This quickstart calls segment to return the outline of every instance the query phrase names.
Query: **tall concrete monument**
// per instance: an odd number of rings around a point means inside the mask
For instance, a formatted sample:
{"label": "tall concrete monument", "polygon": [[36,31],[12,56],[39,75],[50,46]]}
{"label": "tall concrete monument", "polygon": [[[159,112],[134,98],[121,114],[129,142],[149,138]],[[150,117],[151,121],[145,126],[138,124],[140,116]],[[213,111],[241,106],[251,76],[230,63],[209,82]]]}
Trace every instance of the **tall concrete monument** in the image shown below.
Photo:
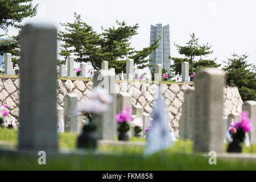
{"label": "tall concrete monument", "polygon": [[[150,27],[150,45],[151,45],[155,39],[158,39],[158,36],[160,36],[162,39],[158,42],[159,47],[152,52],[150,55],[150,59],[154,59],[150,61],[150,64],[156,65],[160,64],[163,65],[163,68],[170,70],[171,65],[171,60],[169,59],[170,55],[170,28],[169,24],[164,27],[162,24],[156,24],[156,26],[151,25]],[[154,67],[150,68],[152,72]]]}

··········

Your task
Reproduce the entry above word for word, omitting the picture.

Response to the task
This quickstart calls segment to return the outline of every instance the query phrase names.
Query: **tall concrete monument**
// per instance: an odd number of rings around a point means inside the mask
For instance, a formatted sample:
{"label": "tall concrete monument", "polygon": [[36,31],[12,56],[39,75],[50,46]]}
{"label": "tall concrete monument", "polygon": [[[159,112],[134,98],[121,114],[129,142],[149,138]],[[150,117],[151,121],[145,126],[138,124],[140,116]],[[213,111],[241,106],[251,76],[230,63],[209,82]]]}
Trace every instance of the **tall concrete monument** in the image shown below.
Photo:
{"label": "tall concrete monument", "polygon": [[[150,27],[150,45],[151,45],[155,39],[158,39],[158,36],[160,36],[162,39],[158,42],[159,47],[152,52],[150,55],[150,59],[154,59],[150,61],[150,64],[156,65],[160,64],[163,65],[163,68],[170,70],[171,65],[171,60],[169,59],[170,55],[170,28],[169,24],[164,27],[162,24],[156,24],[156,26],[151,25]],[[154,67],[150,68],[152,72]]]}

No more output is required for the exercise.